**INPUT:**
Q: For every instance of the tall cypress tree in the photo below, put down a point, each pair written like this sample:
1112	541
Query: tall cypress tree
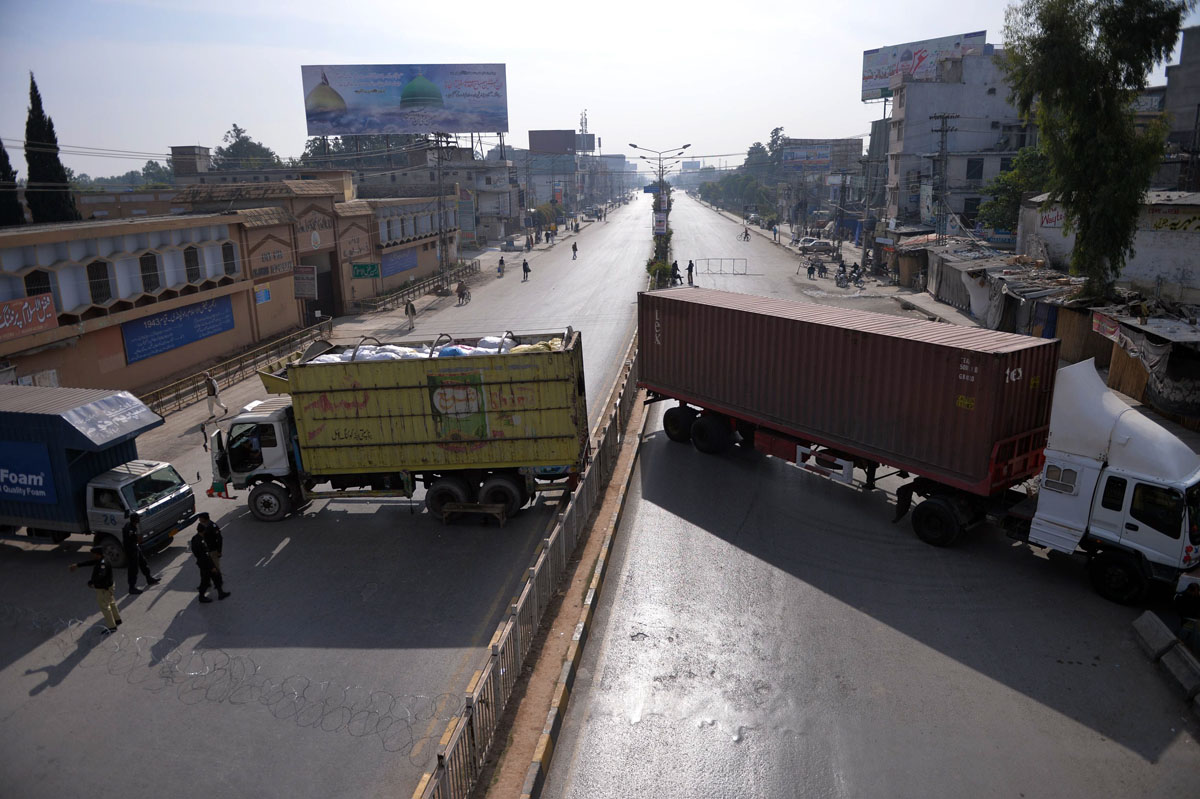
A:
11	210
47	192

**TASK REQUIREMENTS:**
Quote the material above word for word, and leave out any pictures.

**RESPONSE:**
Q: For every instance of the tall cypress tree in the photo below, put down a point, each pair written like this sample:
1112	541
Query: tall cypress tree
A:
11	210
47	192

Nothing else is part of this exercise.